(Spatial annotation records)
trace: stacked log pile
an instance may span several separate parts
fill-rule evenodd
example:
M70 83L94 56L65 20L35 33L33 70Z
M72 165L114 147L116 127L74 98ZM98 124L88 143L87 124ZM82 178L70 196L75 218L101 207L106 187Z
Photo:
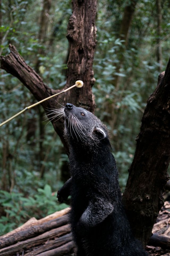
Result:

* **Description of the task**
Reproduce the entries above, substituting "woodpile" for "stacked log pile" and leaving everything else unchanged. Omit the pictures from your reproduction.

* **Answer to this problem**
trace: woodpile
an instance may span several separate parts
fill-rule evenodd
example:
M70 83L94 56L65 20L35 33L33 70Z
M72 165L114 147L116 127L74 98ZM98 124L88 143L87 124ZM82 178L70 196L75 218L101 207L106 187Z
Photo:
Result:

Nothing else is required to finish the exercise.